* Reading text
Is it too hard to say that the best method of terrorism prevention is to seek for residents of other countries the things we seek for ourselves in the U.S.A? That international problems require international solutions? According to the evidence, the answer is yes.

The lesson of the Bush years is that our nation is not omnipotent, and that the huge sums we spend on military power are hugely superfluous to the national interest. Alas, citizens of this country are too arrogant to believe A, and too frightened to believe B.

I would add that one thing I still don't see from Democrats on these issues is the correct atmospherics of confidence. When the candidates talk about most things, they talk about them with an apparent air that they believe everything they're saying. But when they talk about terrorism or Iraq they have a tendency, in my view, to often sound like they're stuck in 2002 -- nervous, defensive, cautious.

* Work instructions
(1) In the opinion piece on terrorism, how does the writer say Democratic candidates tend to sound when they talk about terrorism or Iraq?
(2) Carry the opinion piece on terrorism forward from its last sentence.

* Excerpted records
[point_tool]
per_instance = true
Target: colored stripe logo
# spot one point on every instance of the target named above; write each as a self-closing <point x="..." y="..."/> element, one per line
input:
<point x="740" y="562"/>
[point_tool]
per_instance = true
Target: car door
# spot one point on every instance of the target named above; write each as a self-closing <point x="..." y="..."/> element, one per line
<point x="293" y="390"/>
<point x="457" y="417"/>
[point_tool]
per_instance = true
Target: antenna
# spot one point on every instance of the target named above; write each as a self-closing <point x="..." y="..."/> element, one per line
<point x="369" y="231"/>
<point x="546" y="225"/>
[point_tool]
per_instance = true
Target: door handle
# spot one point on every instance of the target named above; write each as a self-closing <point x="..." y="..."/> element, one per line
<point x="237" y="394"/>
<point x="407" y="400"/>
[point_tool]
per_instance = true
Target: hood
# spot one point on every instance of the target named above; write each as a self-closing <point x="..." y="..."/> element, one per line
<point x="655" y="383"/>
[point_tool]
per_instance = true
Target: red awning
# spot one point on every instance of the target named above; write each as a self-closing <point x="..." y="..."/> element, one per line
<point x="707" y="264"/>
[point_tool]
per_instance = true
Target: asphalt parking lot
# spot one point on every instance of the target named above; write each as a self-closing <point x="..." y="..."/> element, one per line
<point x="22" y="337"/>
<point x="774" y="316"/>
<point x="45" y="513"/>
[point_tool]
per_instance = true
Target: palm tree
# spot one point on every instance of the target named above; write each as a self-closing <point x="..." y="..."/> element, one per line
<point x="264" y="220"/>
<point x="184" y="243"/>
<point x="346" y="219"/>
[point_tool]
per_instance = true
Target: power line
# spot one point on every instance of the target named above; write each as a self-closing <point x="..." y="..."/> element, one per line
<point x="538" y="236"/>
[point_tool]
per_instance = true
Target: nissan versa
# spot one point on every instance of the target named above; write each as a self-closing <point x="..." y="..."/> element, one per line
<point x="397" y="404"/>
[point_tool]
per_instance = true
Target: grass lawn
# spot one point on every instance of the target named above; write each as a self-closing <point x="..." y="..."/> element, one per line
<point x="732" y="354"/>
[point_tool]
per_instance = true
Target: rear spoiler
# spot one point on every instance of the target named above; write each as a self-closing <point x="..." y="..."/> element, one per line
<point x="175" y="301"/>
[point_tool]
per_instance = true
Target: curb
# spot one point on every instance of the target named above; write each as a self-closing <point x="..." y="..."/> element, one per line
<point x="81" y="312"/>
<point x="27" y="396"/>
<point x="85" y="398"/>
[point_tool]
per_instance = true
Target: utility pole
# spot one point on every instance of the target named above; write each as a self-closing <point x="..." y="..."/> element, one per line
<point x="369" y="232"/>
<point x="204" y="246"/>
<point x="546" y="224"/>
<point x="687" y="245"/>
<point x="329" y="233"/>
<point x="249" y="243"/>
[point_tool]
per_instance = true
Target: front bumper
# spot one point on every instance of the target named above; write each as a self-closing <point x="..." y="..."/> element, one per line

* Written answers
(1) They often sound like they're stuck in 2002: nervous, defensive, cautious.

(2)
You may be right. But both Clinton and Obama sound pretty good on the issue of terrorism/national security to me (not that I necessarily like the substance of what they're saying). They're both clear, confident, and articulate when discussing the subject. Too confident, if anything.

But it's pretty hard for a canddiate to escape a narrative frame. Especially when even progressive journalists are helping to construct it and confine them. Not to scold or anything. It's just that I think that neither of the (now two) top-tier Democratic candidates sound at all like it's 2002. Try listening again.

In the meantime, I'll try to learn how to spell "candidate."

And what will happen if there is a major terrorist incident between now and election day? The Republicans would accuse the Democrats of practically causing the incident because they were so "weak".. This is the Republican's greatest (and perhaps only) hope to win. Not that they would collaborate with any terrorists to arrange an incident, of course.... (fortunately Karl Rove is no longer in business).


And what will happen if there is a major terrorist incident between now and election day? The Republicans would accuse the Democrats of practically causing the incident because they were so "weak". This is the Republican's greatest (and perhaps only) hope to win. Not that they would collaborate with any terrorists to arrange an incident, of course.... (fortunately Karl Rove is no longer in business).


Alas, citizens of this country are too arrogant to believe A, and too frightened to believe B.

Bingo.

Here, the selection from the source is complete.